--- SOURCE PASSAGE ---

Finland’s banking sector is the most concentrated in the Nordic region and is tipped to grow faster than its neighbours. 

Finland is the most concentrated of the Nordic banking markets following consolidation which has left the pan-Nordic Nordea Group, the OKO Bank Group and Sampo Group as the dominant players accounting for more than 85% of the market.

Finland is also the country with the largest penetration of e-banking services in the world. More than 40% of Nordea customers in Finland, for example, use various internet and related services; and new mobile facilities are likely to bring even greater usage.

Finland’s relatively small population, 5.2 million and economy, E140bn ($164bn), should not be underestimated – companies such as Nokia are world leaders in their fields. As the only country in the region that is both a member of the European Union and the European Monetary Union, Finland has been able to maintain a stable economic course. According to Citigroup Smith Barney, it is likely to have the highest growth rate in the Nordic area this year of 1.8% and is also forecast to grow fastest in 2004 at 2.8%.

From crisis to strength

As in Sweden and other Nordic countries, the banking sector has been strongly influenced by the crises of a decade or more ago and this has led to an ultra-conservative lending culture that has helped to strengthen the sector. “We had the worst crisis in the early 1990s and all those that survived will never forget it. That is why the loan books of the banks are of a high quality,” explains Bjorn Wahlroos, president and CEO of Sampo.

It is not surprising that the three major banks adopt different market approaches because of their differing size and structure. Nordea is an even more powerful force in Finland than it is in Sweden. It occupies about 40% of the retail market, which accounts for about one third of the group’s total deposit base. According to officials, it also accounts for 80%-90% of the corporate market.

Given that the Nordea Group’s balance sheet is E250bn – almost five times that of OKO and Sampo combined – it is clear that it has by far the greatest capacity in the corporate sector and the smaller banks are forced to focus on other areas. “Sampo is not that interested in lending. We don’t see ourselves as having competitive advantage in lending. The bigger clients are better served by the capital markets and the global banks,” says Mr Wahlroos.

Some 13 foreign banks are present (eight with branches and five with representative offices) but their market share in deposits and lending is seen as modest, with their prime focus on international and capital markets.

--- RECORDS ---

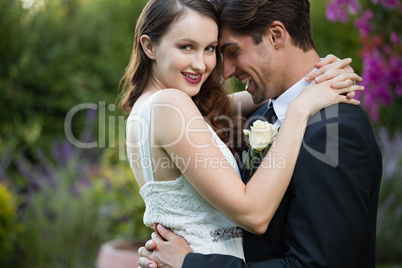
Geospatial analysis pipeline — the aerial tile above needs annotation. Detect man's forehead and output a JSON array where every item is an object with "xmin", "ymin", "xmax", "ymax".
[{"xmin": 218, "ymin": 27, "xmax": 239, "ymax": 52}]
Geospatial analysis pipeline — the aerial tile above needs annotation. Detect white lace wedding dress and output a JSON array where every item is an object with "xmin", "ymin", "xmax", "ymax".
[{"xmin": 130, "ymin": 92, "xmax": 244, "ymax": 259}]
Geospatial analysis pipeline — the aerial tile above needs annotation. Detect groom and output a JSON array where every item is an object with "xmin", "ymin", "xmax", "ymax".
[{"xmin": 141, "ymin": 0, "xmax": 382, "ymax": 268}]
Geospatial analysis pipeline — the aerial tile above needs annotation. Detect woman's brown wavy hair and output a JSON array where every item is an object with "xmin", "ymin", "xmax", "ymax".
[{"xmin": 121, "ymin": 0, "xmax": 244, "ymax": 152}]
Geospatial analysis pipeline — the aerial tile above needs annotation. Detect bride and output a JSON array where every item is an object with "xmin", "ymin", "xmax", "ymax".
[{"xmin": 122, "ymin": 0, "xmax": 360, "ymax": 259}]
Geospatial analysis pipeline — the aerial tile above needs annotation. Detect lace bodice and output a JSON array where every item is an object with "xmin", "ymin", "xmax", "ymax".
[{"xmin": 129, "ymin": 93, "xmax": 244, "ymax": 259}]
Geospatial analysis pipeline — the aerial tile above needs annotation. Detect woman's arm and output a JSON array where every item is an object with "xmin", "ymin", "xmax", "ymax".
[
  {"xmin": 228, "ymin": 54, "xmax": 354, "ymax": 117},
  {"xmin": 228, "ymin": 91, "xmax": 269, "ymax": 117},
  {"xmin": 151, "ymin": 73, "xmax": 361, "ymax": 233}
]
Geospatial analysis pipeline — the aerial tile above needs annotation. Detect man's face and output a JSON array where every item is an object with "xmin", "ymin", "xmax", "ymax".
[{"xmin": 218, "ymin": 27, "xmax": 282, "ymax": 104}]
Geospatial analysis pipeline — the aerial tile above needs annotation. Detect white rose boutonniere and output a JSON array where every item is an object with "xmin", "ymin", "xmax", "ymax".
[{"xmin": 242, "ymin": 120, "xmax": 278, "ymax": 175}]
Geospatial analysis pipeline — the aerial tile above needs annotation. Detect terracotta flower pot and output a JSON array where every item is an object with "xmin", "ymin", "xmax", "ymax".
[{"xmin": 96, "ymin": 240, "xmax": 143, "ymax": 268}]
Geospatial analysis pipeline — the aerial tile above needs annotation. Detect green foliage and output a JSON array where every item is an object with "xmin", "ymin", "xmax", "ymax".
[
  {"xmin": 0, "ymin": 183, "xmax": 23, "ymax": 267},
  {"xmin": 0, "ymin": 144, "xmax": 151, "ymax": 268},
  {"xmin": 0, "ymin": 0, "xmax": 146, "ymax": 153}
]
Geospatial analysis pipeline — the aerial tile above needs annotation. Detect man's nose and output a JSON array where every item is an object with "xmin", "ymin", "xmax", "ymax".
[
  {"xmin": 223, "ymin": 57, "xmax": 236, "ymax": 79},
  {"xmin": 192, "ymin": 53, "xmax": 207, "ymax": 73}
]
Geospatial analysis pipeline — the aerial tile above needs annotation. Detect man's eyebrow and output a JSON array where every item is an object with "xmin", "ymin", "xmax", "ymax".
[{"xmin": 219, "ymin": 42, "xmax": 237, "ymax": 54}]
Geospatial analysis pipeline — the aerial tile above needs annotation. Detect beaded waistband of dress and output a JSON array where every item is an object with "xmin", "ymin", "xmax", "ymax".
[{"xmin": 210, "ymin": 226, "xmax": 243, "ymax": 242}]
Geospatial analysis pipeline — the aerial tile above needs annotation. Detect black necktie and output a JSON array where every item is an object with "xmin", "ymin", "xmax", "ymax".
[{"xmin": 264, "ymin": 101, "xmax": 278, "ymax": 124}]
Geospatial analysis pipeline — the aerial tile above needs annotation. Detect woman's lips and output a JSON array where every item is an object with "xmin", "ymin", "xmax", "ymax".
[{"xmin": 182, "ymin": 73, "xmax": 202, "ymax": 84}]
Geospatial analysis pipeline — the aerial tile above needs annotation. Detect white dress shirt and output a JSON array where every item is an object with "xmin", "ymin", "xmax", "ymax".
[{"xmin": 268, "ymin": 72, "xmax": 311, "ymax": 128}]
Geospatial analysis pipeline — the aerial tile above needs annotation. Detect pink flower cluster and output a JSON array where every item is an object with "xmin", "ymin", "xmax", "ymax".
[
  {"xmin": 326, "ymin": 0, "xmax": 402, "ymax": 121},
  {"xmin": 326, "ymin": 0, "xmax": 361, "ymax": 23}
]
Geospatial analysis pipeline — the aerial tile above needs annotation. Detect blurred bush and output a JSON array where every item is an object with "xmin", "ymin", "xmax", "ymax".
[
  {"xmin": 0, "ymin": 183, "xmax": 23, "ymax": 267},
  {"xmin": 0, "ymin": 0, "xmax": 146, "ymax": 153},
  {"xmin": 377, "ymin": 128, "xmax": 402, "ymax": 264},
  {"xmin": 0, "ymin": 114, "xmax": 151, "ymax": 268},
  {"xmin": 0, "ymin": 0, "xmax": 402, "ymax": 268}
]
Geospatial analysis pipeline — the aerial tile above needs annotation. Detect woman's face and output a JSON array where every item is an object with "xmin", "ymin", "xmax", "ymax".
[{"xmin": 149, "ymin": 10, "xmax": 218, "ymax": 97}]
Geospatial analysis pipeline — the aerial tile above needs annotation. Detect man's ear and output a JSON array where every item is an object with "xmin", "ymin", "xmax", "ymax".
[
  {"xmin": 140, "ymin": 34, "xmax": 155, "ymax": 60},
  {"xmin": 268, "ymin": 21, "xmax": 287, "ymax": 49}
]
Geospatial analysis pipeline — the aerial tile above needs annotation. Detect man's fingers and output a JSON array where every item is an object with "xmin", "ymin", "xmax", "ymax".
[
  {"xmin": 157, "ymin": 224, "xmax": 176, "ymax": 241},
  {"xmin": 138, "ymin": 257, "xmax": 157, "ymax": 268},
  {"xmin": 145, "ymin": 239, "xmax": 156, "ymax": 251},
  {"xmin": 305, "ymin": 56, "xmax": 353, "ymax": 83},
  {"xmin": 314, "ymin": 54, "xmax": 339, "ymax": 68}
]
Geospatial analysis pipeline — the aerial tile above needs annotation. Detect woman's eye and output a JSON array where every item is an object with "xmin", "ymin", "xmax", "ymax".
[
  {"xmin": 230, "ymin": 49, "xmax": 239, "ymax": 56},
  {"xmin": 205, "ymin": 46, "xmax": 216, "ymax": 52}
]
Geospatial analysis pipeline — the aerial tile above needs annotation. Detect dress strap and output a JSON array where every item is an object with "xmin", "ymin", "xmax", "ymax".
[{"xmin": 138, "ymin": 91, "xmax": 160, "ymax": 183}]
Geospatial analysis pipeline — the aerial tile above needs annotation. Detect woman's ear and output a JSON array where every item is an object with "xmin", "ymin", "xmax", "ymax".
[{"xmin": 140, "ymin": 34, "xmax": 155, "ymax": 60}]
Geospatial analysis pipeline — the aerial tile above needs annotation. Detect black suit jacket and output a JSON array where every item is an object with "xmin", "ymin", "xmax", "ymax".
[{"xmin": 183, "ymin": 104, "xmax": 382, "ymax": 268}]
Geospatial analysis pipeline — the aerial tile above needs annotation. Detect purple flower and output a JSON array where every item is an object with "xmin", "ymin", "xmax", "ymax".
[
  {"xmin": 355, "ymin": 9, "xmax": 374, "ymax": 38},
  {"xmin": 326, "ymin": 0, "xmax": 361, "ymax": 23}
]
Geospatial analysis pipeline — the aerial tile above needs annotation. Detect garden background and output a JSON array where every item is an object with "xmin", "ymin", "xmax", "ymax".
[{"xmin": 0, "ymin": 0, "xmax": 402, "ymax": 268}]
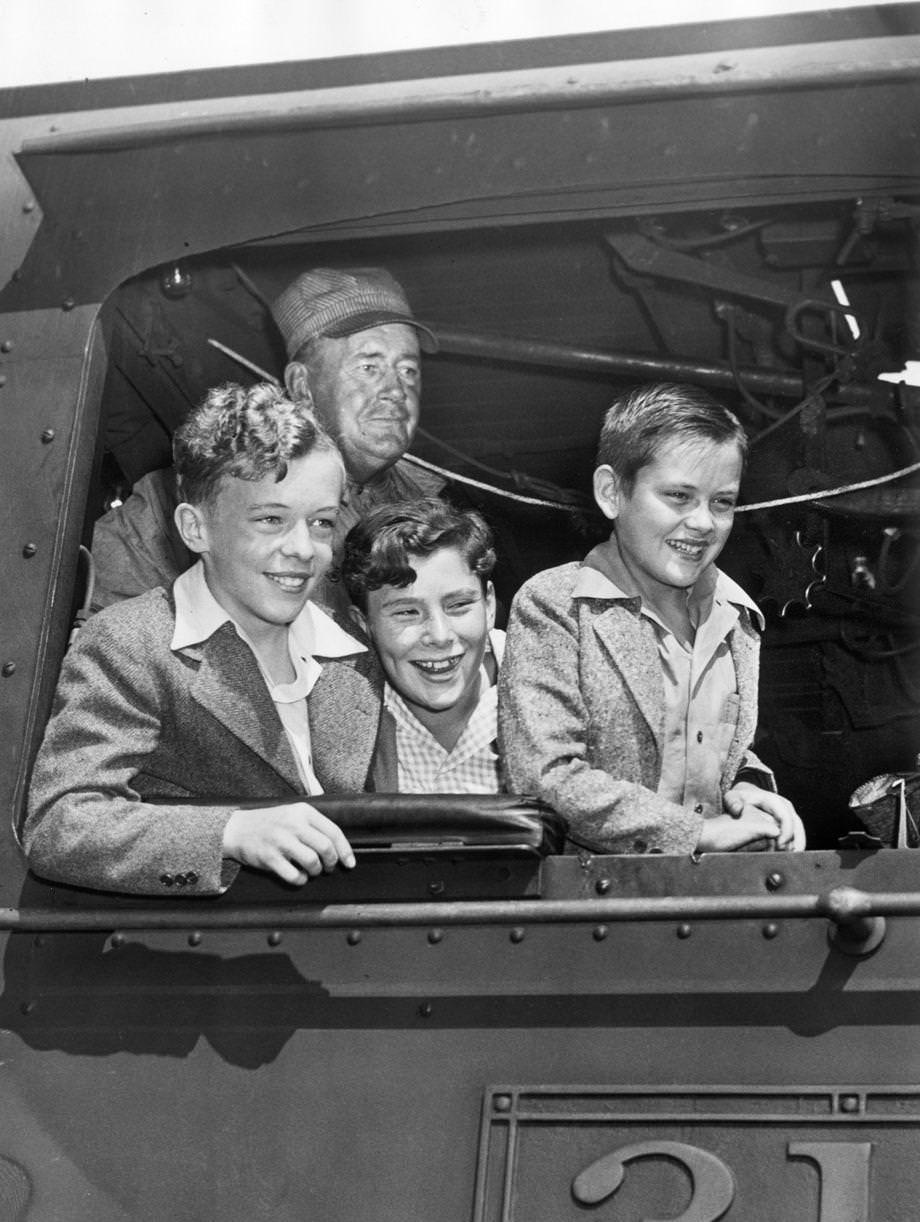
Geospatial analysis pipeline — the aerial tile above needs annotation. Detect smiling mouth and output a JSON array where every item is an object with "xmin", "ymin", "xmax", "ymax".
[
  {"xmin": 412, "ymin": 654, "xmax": 463, "ymax": 679},
  {"xmin": 265, "ymin": 573, "xmax": 313, "ymax": 594},
  {"xmin": 667, "ymin": 539, "xmax": 707, "ymax": 560}
]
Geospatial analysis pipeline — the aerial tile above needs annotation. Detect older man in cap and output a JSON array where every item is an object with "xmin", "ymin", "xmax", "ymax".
[{"xmin": 93, "ymin": 268, "xmax": 444, "ymax": 610}]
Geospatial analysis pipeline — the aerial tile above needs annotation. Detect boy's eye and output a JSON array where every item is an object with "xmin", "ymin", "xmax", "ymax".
[{"xmin": 310, "ymin": 518, "xmax": 336, "ymax": 540}]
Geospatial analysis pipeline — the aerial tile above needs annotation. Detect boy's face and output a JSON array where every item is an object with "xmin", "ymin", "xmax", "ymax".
[
  {"xmin": 176, "ymin": 450, "xmax": 343, "ymax": 640},
  {"xmin": 595, "ymin": 440, "xmax": 742, "ymax": 598},
  {"xmin": 357, "ymin": 547, "xmax": 495, "ymax": 722}
]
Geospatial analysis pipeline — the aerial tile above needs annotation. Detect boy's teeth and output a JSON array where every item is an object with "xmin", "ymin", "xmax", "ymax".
[{"xmin": 415, "ymin": 657, "xmax": 458, "ymax": 675}]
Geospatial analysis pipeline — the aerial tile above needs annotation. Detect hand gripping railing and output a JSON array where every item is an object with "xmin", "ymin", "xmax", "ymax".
[{"xmin": 0, "ymin": 887, "xmax": 920, "ymax": 956}]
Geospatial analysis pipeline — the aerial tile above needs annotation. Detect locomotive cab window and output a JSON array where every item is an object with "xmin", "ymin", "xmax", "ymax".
[{"xmin": 4, "ymin": 11, "xmax": 920, "ymax": 909}]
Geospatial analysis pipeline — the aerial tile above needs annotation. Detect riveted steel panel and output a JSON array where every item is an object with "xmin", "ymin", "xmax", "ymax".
[{"xmin": 474, "ymin": 1085, "xmax": 920, "ymax": 1222}]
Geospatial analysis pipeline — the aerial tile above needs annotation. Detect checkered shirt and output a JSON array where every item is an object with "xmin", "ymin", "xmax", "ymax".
[{"xmin": 385, "ymin": 632, "xmax": 505, "ymax": 793}]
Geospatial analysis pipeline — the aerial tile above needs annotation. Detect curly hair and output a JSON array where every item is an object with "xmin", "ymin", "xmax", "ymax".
[
  {"xmin": 172, "ymin": 382, "xmax": 345, "ymax": 505},
  {"xmin": 596, "ymin": 382, "xmax": 748, "ymax": 494},
  {"xmin": 340, "ymin": 496, "xmax": 495, "ymax": 612}
]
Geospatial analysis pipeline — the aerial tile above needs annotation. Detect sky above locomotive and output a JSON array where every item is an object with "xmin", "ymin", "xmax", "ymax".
[{"xmin": 0, "ymin": 0, "xmax": 904, "ymax": 88}]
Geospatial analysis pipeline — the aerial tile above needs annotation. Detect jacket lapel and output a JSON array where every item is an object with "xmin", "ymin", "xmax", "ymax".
[
  {"xmin": 594, "ymin": 604, "xmax": 665, "ymax": 750},
  {"xmin": 307, "ymin": 654, "xmax": 382, "ymax": 793},
  {"xmin": 728, "ymin": 611, "xmax": 760, "ymax": 767},
  {"xmin": 183, "ymin": 622, "xmax": 303, "ymax": 793}
]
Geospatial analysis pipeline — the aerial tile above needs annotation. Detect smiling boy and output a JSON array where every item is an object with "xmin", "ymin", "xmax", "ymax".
[
  {"xmin": 23, "ymin": 385, "xmax": 381, "ymax": 895},
  {"xmin": 342, "ymin": 497, "xmax": 505, "ymax": 793},
  {"xmin": 498, "ymin": 384, "xmax": 805, "ymax": 853}
]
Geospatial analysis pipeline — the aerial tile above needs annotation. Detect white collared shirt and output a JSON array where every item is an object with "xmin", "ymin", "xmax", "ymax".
[
  {"xmin": 170, "ymin": 560, "xmax": 367, "ymax": 796},
  {"xmin": 573, "ymin": 545, "xmax": 764, "ymax": 818}
]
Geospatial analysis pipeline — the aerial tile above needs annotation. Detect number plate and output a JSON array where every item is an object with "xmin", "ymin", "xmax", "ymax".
[{"xmin": 474, "ymin": 1085, "xmax": 920, "ymax": 1222}]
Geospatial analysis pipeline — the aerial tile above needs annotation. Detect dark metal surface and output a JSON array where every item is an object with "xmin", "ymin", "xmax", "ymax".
[{"xmin": 0, "ymin": 887, "xmax": 920, "ymax": 932}]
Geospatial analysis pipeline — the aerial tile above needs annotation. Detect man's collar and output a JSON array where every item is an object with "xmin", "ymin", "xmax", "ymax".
[{"xmin": 170, "ymin": 560, "xmax": 367, "ymax": 657}]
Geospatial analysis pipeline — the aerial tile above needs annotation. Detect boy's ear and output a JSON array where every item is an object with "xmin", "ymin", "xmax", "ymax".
[
  {"xmin": 172, "ymin": 501, "xmax": 208, "ymax": 555},
  {"xmin": 285, "ymin": 360, "xmax": 313, "ymax": 407},
  {"xmin": 348, "ymin": 602, "xmax": 370, "ymax": 640},
  {"xmin": 485, "ymin": 582, "xmax": 495, "ymax": 632},
  {"xmin": 594, "ymin": 463, "xmax": 619, "ymax": 522}
]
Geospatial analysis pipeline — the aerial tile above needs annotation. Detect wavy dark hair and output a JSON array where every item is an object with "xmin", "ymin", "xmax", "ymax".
[
  {"xmin": 596, "ymin": 382, "xmax": 748, "ymax": 495},
  {"xmin": 340, "ymin": 496, "xmax": 495, "ymax": 612}
]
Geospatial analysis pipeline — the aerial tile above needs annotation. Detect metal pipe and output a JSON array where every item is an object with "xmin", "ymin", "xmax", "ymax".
[
  {"xmin": 0, "ymin": 887, "xmax": 920, "ymax": 934},
  {"xmin": 433, "ymin": 326, "xmax": 874, "ymax": 403}
]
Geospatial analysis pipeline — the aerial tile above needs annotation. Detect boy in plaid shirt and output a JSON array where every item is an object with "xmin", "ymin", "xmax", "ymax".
[{"xmin": 342, "ymin": 497, "xmax": 505, "ymax": 793}]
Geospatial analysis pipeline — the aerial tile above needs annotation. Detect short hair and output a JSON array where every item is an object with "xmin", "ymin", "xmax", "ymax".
[
  {"xmin": 596, "ymin": 382, "xmax": 748, "ymax": 494},
  {"xmin": 172, "ymin": 382, "xmax": 345, "ymax": 505},
  {"xmin": 341, "ymin": 496, "xmax": 495, "ymax": 611}
]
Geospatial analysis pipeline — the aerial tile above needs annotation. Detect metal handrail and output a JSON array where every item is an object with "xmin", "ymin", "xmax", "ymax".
[{"xmin": 0, "ymin": 887, "xmax": 920, "ymax": 934}]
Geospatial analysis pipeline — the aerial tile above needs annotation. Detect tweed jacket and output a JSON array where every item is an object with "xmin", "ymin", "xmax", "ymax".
[
  {"xmin": 498, "ymin": 563, "xmax": 773, "ymax": 853},
  {"xmin": 22, "ymin": 588, "xmax": 382, "ymax": 897}
]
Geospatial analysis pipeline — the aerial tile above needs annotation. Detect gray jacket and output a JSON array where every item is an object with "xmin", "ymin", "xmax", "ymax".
[
  {"xmin": 498, "ymin": 563, "xmax": 773, "ymax": 853},
  {"xmin": 22, "ymin": 589, "xmax": 382, "ymax": 896}
]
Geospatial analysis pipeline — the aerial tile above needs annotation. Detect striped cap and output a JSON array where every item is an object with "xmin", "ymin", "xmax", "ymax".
[{"xmin": 271, "ymin": 268, "xmax": 437, "ymax": 360}]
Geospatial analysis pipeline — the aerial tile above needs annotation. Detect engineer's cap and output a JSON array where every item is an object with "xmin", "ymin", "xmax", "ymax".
[{"xmin": 271, "ymin": 268, "xmax": 437, "ymax": 360}]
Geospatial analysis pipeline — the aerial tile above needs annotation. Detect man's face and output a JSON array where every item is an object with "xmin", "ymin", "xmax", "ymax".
[
  {"xmin": 184, "ymin": 450, "xmax": 343, "ymax": 644},
  {"xmin": 356, "ymin": 547, "xmax": 495, "ymax": 728},
  {"xmin": 595, "ymin": 440, "xmax": 742, "ymax": 602},
  {"xmin": 303, "ymin": 323, "xmax": 422, "ymax": 484}
]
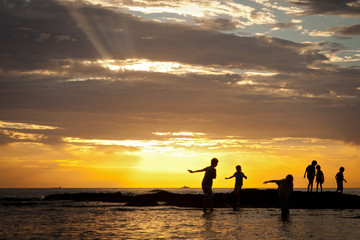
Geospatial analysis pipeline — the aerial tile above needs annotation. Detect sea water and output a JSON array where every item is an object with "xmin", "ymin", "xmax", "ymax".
[{"xmin": 0, "ymin": 189, "xmax": 360, "ymax": 239}]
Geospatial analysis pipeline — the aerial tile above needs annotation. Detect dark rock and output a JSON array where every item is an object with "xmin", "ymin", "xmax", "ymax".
[{"xmin": 40, "ymin": 189, "xmax": 360, "ymax": 209}]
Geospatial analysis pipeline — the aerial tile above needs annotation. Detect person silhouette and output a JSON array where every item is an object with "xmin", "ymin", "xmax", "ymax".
[
  {"xmin": 264, "ymin": 174, "xmax": 294, "ymax": 218},
  {"xmin": 225, "ymin": 165, "xmax": 247, "ymax": 210},
  {"xmin": 316, "ymin": 165, "xmax": 325, "ymax": 192},
  {"xmin": 188, "ymin": 158, "xmax": 219, "ymax": 212},
  {"xmin": 304, "ymin": 160, "xmax": 317, "ymax": 192},
  {"xmin": 335, "ymin": 167, "xmax": 347, "ymax": 193}
]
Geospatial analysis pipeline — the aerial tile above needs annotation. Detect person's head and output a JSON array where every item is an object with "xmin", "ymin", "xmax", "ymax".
[
  {"xmin": 285, "ymin": 174, "xmax": 294, "ymax": 182},
  {"xmin": 211, "ymin": 158, "xmax": 219, "ymax": 167}
]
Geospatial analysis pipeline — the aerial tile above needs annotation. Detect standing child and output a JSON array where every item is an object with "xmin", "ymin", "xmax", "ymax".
[
  {"xmin": 304, "ymin": 160, "xmax": 317, "ymax": 192},
  {"xmin": 316, "ymin": 165, "xmax": 325, "ymax": 192},
  {"xmin": 188, "ymin": 158, "xmax": 219, "ymax": 212},
  {"xmin": 335, "ymin": 167, "xmax": 347, "ymax": 193},
  {"xmin": 264, "ymin": 174, "xmax": 294, "ymax": 218},
  {"xmin": 225, "ymin": 165, "xmax": 247, "ymax": 210}
]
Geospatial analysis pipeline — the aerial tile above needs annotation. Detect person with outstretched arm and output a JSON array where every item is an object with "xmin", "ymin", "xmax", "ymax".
[{"xmin": 188, "ymin": 158, "xmax": 219, "ymax": 212}]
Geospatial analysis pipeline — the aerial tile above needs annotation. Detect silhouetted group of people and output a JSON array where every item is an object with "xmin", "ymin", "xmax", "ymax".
[
  {"xmin": 304, "ymin": 160, "xmax": 347, "ymax": 193},
  {"xmin": 188, "ymin": 158, "xmax": 347, "ymax": 217}
]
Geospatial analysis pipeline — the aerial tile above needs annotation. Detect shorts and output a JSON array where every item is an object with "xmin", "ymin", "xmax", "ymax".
[{"xmin": 202, "ymin": 186, "xmax": 214, "ymax": 199}]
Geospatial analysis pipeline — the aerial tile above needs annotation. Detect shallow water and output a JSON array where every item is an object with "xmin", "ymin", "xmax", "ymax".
[
  {"xmin": 0, "ymin": 189, "xmax": 360, "ymax": 240},
  {"xmin": 0, "ymin": 201, "xmax": 360, "ymax": 239}
]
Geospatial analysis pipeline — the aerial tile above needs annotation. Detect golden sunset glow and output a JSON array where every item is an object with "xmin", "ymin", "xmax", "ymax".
[{"xmin": 0, "ymin": 0, "xmax": 360, "ymax": 188}]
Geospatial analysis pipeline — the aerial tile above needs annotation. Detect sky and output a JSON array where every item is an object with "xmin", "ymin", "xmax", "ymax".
[{"xmin": 0, "ymin": 0, "xmax": 360, "ymax": 188}]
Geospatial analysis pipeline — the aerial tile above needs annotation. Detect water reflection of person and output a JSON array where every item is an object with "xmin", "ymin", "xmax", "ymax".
[
  {"xmin": 335, "ymin": 167, "xmax": 347, "ymax": 193},
  {"xmin": 188, "ymin": 158, "xmax": 219, "ymax": 212},
  {"xmin": 316, "ymin": 165, "xmax": 325, "ymax": 192},
  {"xmin": 264, "ymin": 174, "xmax": 294, "ymax": 217},
  {"xmin": 225, "ymin": 165, "xmax": 247, "ymax": 210},
  {"xmin": 304, "ymin": 160, "xmax": 317, "ymax": 192}
]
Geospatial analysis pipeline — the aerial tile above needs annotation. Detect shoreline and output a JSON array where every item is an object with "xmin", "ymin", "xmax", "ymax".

---

■ **DIRECTIONS FOR THIS TASK**:
In the passage on Finland's banking sector, transcribe the text from "Finland’s banking sector" to "of the market.". None of the items are needed here.

■ **TASK RESPONSE**:
Finland’s banking sector is the most concentrated in the Nordic region and is tipped to grow faster than its neighbours. 

Finland is the most concentrated of the Nordic banking markets following consolidation which has left the pan-Nordic Nordea Group, the OKO Bank Group and Sampo Group as the dominant players accounting for more than 85% of the market.